▶ [EXERCISE INSTRUCTIONS]: Take down each entry exactly as written.

▶ [GIVEN RECORDS]:
----
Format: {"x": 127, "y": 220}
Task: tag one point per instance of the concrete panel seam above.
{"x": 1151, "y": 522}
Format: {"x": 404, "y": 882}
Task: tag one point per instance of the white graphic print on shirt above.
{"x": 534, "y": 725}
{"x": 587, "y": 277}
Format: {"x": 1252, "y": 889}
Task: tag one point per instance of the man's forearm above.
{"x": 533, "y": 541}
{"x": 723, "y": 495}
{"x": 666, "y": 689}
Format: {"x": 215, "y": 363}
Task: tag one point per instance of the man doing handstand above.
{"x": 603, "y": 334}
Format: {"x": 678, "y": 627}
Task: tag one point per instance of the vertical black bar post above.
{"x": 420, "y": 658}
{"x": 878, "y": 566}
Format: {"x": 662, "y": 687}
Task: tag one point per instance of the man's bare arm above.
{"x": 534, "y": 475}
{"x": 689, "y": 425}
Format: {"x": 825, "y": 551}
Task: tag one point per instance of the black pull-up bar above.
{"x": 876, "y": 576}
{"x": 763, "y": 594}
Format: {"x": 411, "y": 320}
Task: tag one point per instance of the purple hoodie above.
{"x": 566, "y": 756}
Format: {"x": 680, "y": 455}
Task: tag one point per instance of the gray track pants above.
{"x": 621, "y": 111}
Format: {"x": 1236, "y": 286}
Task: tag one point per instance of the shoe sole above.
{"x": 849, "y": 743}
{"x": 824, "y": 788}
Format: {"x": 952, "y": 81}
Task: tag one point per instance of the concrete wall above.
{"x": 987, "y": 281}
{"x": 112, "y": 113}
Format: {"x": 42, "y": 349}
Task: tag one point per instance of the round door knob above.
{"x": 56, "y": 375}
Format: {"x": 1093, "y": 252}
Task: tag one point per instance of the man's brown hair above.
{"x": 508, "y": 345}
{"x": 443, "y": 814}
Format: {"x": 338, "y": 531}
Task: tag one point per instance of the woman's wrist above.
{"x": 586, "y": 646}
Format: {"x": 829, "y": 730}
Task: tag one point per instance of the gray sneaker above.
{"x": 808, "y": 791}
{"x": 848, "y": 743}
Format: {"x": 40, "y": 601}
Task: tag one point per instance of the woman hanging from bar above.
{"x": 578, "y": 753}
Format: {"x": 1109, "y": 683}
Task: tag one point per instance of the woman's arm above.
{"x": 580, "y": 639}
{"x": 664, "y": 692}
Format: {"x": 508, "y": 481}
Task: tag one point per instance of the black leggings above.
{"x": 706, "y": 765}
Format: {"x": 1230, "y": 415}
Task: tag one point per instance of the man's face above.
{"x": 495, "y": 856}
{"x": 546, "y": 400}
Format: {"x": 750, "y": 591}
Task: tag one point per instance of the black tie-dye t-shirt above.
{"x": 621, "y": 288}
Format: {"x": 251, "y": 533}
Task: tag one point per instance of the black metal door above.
----
▶ [RESULT]:
Format: {"x": 127, "y": 220}
Task: tag one point per instance of the concrete panel seam above.
{"x": 1151, "y": 522}
Format: {"x": 404, "y": 882}
Task: tag one point per instance of the white graphic print on shirt above.
{"x": 534, "y": 725}
{"x": 587, "y": 277}
Format: {"x": 1252, "y": 889}
Task: tag one point per instance of the man's forearm above.
{"x": 533, "y": 541}
{"x": 723, "y": 495}
{"x": 666, "y": 689}
Format: {"x": 215, "y": 363}
Task: tag one point per instance of the man doing handstand above.
{"x": 603, "y": 334}
Format: {"x": 678, "y": 627}
Task: tag one point per instance of the vertical black bar post above.
{"x": 420, "y": 658}
{"x": 878, "y": 566}
Format: {"x": 662, "y": 687}
Task: tag one point per instance of the man's bare arm above.
{"x": 534, "y": 475}
{"x": 689, "y": 425}
Format: {"x": 825, "y": 551}
Task: tag one point per instance of the black pull-up bar above.
{"x": 876, "y": 576}
{"x": 763, "y": 594}
Format: {"x": 411, "y": 320}
Task: tag one point per instance of the purple hoodie above.
{"x": 566, "y": 756}
Format: {"x": 680, "y": 455}
Task: tag one point per instance of the gray track pants above.
{"x": 621, "y": 111}
Format: {"x": 1236, "y": 286}
Task: tag one point per instance of the shoe sole above.
{"x": 849, "y": 743}
{"x": 824, "y": 788}
Format: {"x": 952, "y": 81}
Task: tag one point per instance of the concrete wall above.
{"x": 987, "y": 281}
{"x": 112, "y": 113}
Format: {"x": 42, "y": 349}
Task: tag one point per instance of the round door knob above.
{"x": 56, "y": 375}
Format: {"x": 1093, "y": 252}
Task: tag one point per instance of the man's brown hair above.
{"x": 508, "y": 345}
{"x": 443, "y": 814}
Format: {"x": 338, "y": 531}
Task: tag one point per instance of the woman's wrist above.
{"x": 586, "y": 646}
Format: {"x": 829, "y": 730}
Task: tag one point per instance of the gray sneaker above.
{"x": 808, "y": 791}
{"x": 848, "y": 743}
Format: {"x": 40, "y": 601}
Task: tag one point per instance of the woman hanging from bar above.
{"x": 578, "y": 753}
Format: {"x": 1109, "y": 683}
Task: tag one point per instance of the woman's arm above.
{"x": 580, "y": 639}
{"x": 664, "y": 692}
Format: {"x": 508, "y": 481}
Task: tag one point per instance of the black leggings above.
{"x": 706, "y": 765}
Format: {"x": 1230, "y": 415}
Task: tag one point per instance of the man's face above.
{"x": 495, "y": 856}
{"x": 546, "y": 400}
Format: {"x": 750, "y": 591}
Task: tag one point per instance of the black tie-dye t-shirt above.
{"x": 621, "y": 288}
Format: {"x": 251, "y": 533}
Task: tag one point per instance of the black metal door above.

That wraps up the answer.